* start SUPPLIED MATERIAL *

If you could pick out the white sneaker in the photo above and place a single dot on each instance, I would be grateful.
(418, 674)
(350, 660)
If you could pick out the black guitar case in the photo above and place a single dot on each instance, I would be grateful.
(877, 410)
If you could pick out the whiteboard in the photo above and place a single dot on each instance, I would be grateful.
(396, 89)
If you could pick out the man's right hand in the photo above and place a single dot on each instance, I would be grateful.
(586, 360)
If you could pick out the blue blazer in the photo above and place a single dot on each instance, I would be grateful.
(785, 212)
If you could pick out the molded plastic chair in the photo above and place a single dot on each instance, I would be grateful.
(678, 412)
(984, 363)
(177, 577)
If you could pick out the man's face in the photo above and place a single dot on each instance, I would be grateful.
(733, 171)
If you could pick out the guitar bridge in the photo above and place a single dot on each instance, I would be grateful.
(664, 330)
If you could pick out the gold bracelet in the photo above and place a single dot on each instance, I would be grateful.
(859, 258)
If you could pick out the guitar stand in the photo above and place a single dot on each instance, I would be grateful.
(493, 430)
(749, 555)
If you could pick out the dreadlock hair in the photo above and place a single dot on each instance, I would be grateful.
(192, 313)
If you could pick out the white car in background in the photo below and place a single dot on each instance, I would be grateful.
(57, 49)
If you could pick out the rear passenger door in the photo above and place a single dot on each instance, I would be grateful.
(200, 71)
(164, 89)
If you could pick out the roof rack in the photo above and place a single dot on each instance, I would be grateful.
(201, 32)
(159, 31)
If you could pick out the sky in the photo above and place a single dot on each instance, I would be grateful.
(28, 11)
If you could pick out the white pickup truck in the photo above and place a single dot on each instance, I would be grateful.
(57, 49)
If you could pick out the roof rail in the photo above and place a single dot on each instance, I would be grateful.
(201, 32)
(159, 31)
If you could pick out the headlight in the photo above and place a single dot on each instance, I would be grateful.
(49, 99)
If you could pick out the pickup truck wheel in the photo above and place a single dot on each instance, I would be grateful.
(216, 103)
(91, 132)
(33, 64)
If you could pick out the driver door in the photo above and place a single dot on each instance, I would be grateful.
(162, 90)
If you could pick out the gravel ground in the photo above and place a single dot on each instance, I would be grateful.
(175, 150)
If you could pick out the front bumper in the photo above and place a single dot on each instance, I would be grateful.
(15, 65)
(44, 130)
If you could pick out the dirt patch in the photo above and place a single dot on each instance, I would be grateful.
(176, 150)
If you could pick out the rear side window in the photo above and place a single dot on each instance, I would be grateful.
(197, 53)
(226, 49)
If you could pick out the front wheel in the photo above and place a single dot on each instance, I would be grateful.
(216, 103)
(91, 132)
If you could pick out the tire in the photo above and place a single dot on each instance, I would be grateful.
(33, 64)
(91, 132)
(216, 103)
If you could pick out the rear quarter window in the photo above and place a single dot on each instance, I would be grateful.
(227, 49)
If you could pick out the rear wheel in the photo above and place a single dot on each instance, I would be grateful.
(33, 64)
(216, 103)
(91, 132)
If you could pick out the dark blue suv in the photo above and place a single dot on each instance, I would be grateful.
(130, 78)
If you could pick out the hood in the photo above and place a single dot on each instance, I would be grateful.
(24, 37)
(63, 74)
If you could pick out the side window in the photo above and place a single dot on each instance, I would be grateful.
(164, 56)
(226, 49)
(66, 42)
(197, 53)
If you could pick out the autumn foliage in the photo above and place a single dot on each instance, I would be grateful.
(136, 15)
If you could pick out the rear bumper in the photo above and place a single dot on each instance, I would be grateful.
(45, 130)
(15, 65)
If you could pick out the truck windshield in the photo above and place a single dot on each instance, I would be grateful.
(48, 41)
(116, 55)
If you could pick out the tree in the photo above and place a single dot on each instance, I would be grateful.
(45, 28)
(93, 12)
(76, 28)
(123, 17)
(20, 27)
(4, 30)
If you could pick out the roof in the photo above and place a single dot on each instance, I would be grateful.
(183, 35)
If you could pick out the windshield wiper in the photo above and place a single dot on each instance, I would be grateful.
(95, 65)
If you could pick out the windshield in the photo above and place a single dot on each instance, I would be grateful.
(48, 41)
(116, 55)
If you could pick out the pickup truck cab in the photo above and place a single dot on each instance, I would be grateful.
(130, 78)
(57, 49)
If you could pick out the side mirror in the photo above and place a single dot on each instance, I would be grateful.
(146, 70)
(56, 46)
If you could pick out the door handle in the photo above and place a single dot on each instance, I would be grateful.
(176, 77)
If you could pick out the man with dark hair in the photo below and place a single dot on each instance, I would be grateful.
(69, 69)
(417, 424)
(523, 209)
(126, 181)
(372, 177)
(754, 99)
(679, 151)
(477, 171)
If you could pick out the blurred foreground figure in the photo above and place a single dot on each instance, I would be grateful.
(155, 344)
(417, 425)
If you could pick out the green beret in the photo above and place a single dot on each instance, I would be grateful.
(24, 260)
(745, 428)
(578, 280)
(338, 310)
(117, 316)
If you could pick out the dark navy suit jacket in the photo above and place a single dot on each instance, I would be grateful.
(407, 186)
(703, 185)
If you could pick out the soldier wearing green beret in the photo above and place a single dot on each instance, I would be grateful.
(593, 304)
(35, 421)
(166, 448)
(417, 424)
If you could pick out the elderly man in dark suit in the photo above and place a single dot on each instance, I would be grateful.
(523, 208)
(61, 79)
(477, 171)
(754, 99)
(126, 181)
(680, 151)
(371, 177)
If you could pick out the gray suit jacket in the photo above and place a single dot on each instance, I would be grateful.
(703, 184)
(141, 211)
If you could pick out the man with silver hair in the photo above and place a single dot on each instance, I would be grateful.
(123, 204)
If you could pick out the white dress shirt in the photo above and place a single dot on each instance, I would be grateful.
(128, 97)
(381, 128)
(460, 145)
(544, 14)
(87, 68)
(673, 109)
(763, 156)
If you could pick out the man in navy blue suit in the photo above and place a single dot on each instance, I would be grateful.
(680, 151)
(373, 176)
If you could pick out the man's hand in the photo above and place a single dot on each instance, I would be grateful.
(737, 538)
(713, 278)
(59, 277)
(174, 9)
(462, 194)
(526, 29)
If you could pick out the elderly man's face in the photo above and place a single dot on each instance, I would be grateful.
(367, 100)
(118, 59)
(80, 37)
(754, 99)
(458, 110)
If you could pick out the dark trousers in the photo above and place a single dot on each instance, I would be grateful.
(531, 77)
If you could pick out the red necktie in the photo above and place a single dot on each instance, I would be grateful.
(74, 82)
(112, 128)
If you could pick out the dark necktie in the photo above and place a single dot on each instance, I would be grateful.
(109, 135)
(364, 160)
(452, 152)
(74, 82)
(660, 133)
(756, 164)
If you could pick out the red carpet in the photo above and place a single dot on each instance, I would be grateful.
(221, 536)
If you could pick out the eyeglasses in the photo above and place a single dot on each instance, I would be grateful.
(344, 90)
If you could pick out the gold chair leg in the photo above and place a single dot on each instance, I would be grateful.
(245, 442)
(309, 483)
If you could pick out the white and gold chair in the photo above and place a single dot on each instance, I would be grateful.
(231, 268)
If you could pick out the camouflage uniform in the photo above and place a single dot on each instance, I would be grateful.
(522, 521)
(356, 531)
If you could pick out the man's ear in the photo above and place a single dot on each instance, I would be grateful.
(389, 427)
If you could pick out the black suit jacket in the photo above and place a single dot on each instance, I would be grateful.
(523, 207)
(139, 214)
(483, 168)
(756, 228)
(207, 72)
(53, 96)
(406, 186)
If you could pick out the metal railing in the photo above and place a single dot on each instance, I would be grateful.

* end SUPPLIED MATERIAL *

• [EXERCISE GOAL]: Retype all of the entries precisely as they are.

• [THE RESPONSE]:
If you could pick out the white sneaker in the photo above and place a single dot on each instance, I would be grateful.
(418, 674)
(350, 660)
If you could pick out the black guitar case in the photo above and place a single dot on each instance, I would be grateful.
(877, 410)
If you could pick out the whiteboard in the photo above and place a single dot on each instance, I would be grateful.
(396, 89)
If you could pick out the man's right hand in the photo above and place a single dot on each instance, I would be grateful.
(586, 360)
If you could pick out the blue blazer in the photo above and place a single dot on each instance, I would be grateful.
(785, 212)
If you could pick out the molded plastic chair in the photo above and place a single dot on each instance, I would be grateful.
(678, 412)
(984, 363)
(177, 577)
If you could pick out the man's face in the photo above and place a single dot on each instance, I would be grateful.
(733, 171)
If you could pick out the guitar bridge in the photo above and place a single dot on each instance, I would be grateful.
(664, 330)
If you could pick out the gold bracelet in the photo above and place a single dot on each instance, I would be grateful.
(859, 258)
If you could pick out the guitar stand in the photo above and place a single dot on each instance, I would be grateful.
(493, 430)
(749, 555)
If you could pick out the dreadlock hair in the photo above and place a single dot on each instance, I would be grateful.
(192, 313)
If you could pick out the white car in background in the photo below and place a single dot on each instance, I would be grateful.
(57, 49)
If you could pick out the rear passenger door in the photo above and place a single dot on each instance, I would be grateful.
(200, 71)
(164, 89)
If you could pick out the roof rack in the photo above and place a single dot on each instance, I would be grateful.
(201, 32)
(159, 31)
If you could pick out the sky in the photo above and place a single dot on each instance, I would be grateful.
(28, 11)
If you could pick out the white pickup truck in the photo above and place a single dot on each instance, I would be grateful.
(57, 49)
If you could pick out the roof rail in the photo above and place a single dot on each instance, I would be grateful.
(201, 32)
(159, 31)
If you could pick out the headlight in the photo above and place a single dot on each instance, I would be grateful.
(49, 99)
If you could pick out the pickup truck wheel in the photo above and place a single dot on each instance, I would be grateful.
(216, 103)
(91, 132)
(33, 64)
If you could pick out the driver door in the photo above and place a single dot on each instance, I would be grateful.
(162, 90)
If you could pick out the gravel ground in the photo above and place a single dot on each instance, I would be grateful.
(175, 150)
If you could pick out the front bumper in the photo above and place a single dot on each instance, I would be grateful.
(15, 65)
(44, 130)
If you could pick out the dirt patch in the photo above and place a single dot on each instance, I would be grateful.
(176, 150)
If you could pick out the rear side window in the photo above and place a single dot on each instance, I would be grateful.
(197, 53)
(226, 49)
If you could pick out the front wheel in the photo above and place a single dot on each instance, I would be grateful.
(216, 103)
(91, 132)
If you could pick out the tire in the photo above and place a single dot on each instance, I would be grateful.
(33, 64)
(91, 132)
(216, 103)
If you could pick out the rear quarter window in the photo above and place a single dot on each instance, I would be grateful.
(227, 49)
If you could pick out the rear wheel in the photo above and place a single dot on each instance, I would be grateful.
(33, 64)
(216, 103)
(91, 132)
If you could pick out the dark blue suv in the photo above and place a single dot on each instance, I would be grateful.
(130, 78)
If you could pick out the hood in the photo above and place a single dot on each instance, I would be grateful.
(24, 37)
(63, 74)
If you could pick out the side window in the photo above and place a single dot on each instance, I would be grateful.
(164, 56)
(226, 49)
(66, 42)
(197, 53)
If you could pick out the autumn foliage in the photo above and place a single dot on each instance, I would be grateful.
(136, 15)
If you could pick out the rear bumper in the photo above and place a single dot on each instance, I would be grateful.
(45, 130)
(15, 65)
If you could pick out the truck windshield in the photo above and place a single dot on each instance, I would be grateful.
(48, 41)
(116, 55)
If you could pick out the tree in the photo above and place a single dot on each instance, I would be grateful.
(45, 28)
(93, 12)
(76, 28)
(123, 17)
(20, 27)
(4, 30)
If you could pick out the roof in the photo above and place a single dot on each instance, I would be grateful.
(183, 35)
If you could pick out the windshield wiper in the photo above and place a single dot on each instance, I would be grateful.
(95, 65)
If you could pick out the windshield in the photo above and place a single dot on each instance, I would be grateful.
(48, 41)
(116, 55)
If you could pick out the pickup truck cab in the photo above and place a single dot on each instance, I would be grateful.
(130, 78)
(57, 49)
If you could pick out the side mirror in the photo above and place a single dot on each instance, I would be grateful.
(146, 70)
(56, 46)
If you could pick out the door handle in the photo above and place a single dot on each instance, I would be grateful.
(176, 77)
If you could pick out the man with dark hair in the photo below and place a single dot on each instance, I would be grateful.
(69, 69)
(417, 424)
(523, 209)
(126, 181)
(372, 177)
(754, 99)
(679, 151)
(477, 171)
If you could pick out the blurred foreground figure in the photo above and place a single dot on each instance, I would be grateful.
(155, 344)
(417, 425)
If you could pick out the green beret in the photo above and place a single dot on each instance, I would be grateful.
(24, 260)
(745, 428)
(578, 280)
(338, 310)
(117, 316)
If you could pick out the dark navy suit jacket in the photo above and place a single dot on each instance, I would be grateful.
(407, 186)
(703, 185)
If you could pick out the soldier wearing green beret in the photo above and place a single dot on each instance, I would be grateful.
(593, 304)
(35, 421)
(166, 448)
(417, 424)
If you could pick out the elderly man in dark suit in the photo above and place a single dot on each instance, I would be grateful.
(523, 208)
(61, 79)
(477, 171)
(754, 99)
(126, 181)
(680, 151)
(371, 177)
If you could pick out the gray suit jacket in the photo above and place a single dot on each instance, I would be grateful.
(703, 184)
(141, 211)
If you could pick out the man with silver hair in the photo above and place a single dot on each instance, I would be grateful.
(123, 204)
If you could pick out the white dress shirt in the photo above and place a single dot on each instance, I would be grateful.
(128, 97)
(381, 128)
(460, 145)
(544, 14)
(87, 68)
(673, 109)
(763, 156)
If you could pick out the man in navy blue suit in the photo above and place a single dot on each instance, I would be grateful.
(680, 151)
(373, 176)
If you could pick out the man's hand in the photo above and place a single dot on each instance, I would be grateful.
(737, 538)
(713, 278)
(59, 277)
(174, 9)
(462, 194)
(526, 29)
If you could pick out the elderly man's face in the photo above and place a single dot on each instance, I would be grateful.
(367, 100)
(118, 59)
(80, 37)
(754, 99)
(458, 110)
If you could pick out the dark trousers in the photo above and place a single dot on each instance, I would be grateful.
(531, 77)
If you could pick out the red necktie in the photo above and place a single dot on each instance, I would be grateful.
(74, 82)
(112, 128)
If you could pick out the dark necktie in the photo above and place a single dot on each instance, I would be grateful.
(109, 135)
(364, 160)
(452, 152)
(74, 82)
(660, 133)
(756, 164)
If you could pick out the red carpet in the photo above and place a single dot on each instance, I would be grateful.
(221, 536)
If you could pick out the eyeglasses in the photo above and place a single dot on each instance, I would be grateful.
(344, 90)
If you could pick out the gold chair leg in the photo above and place a single dot on each instance, I would be grateful.
(245, 442)
(309, 483)
If you could pick out the white and gold chair in the photo above and place a single dot on each instance, I would be grateful.
(231, 268)
If you could pick out the camouflage uniform in the photo above and place a single dot on each instance, I would be grateful.
(522, 521)
(356, 531)
If you could pick out the man's ear in the photo above and place a single dot on each instance, I would be grateful.
(389, 427)
If you could pick out the black suit jacket in the photo above and place a single dot on each instance, I would be grateful.
(523, 207)
(139, 214)
(483, 168)
(756, 228)
(207, 72)
(53, 96)
(406, 186)
If you could pick out the metal railing in the photo above and place a single dot on each instance, I would be grateful.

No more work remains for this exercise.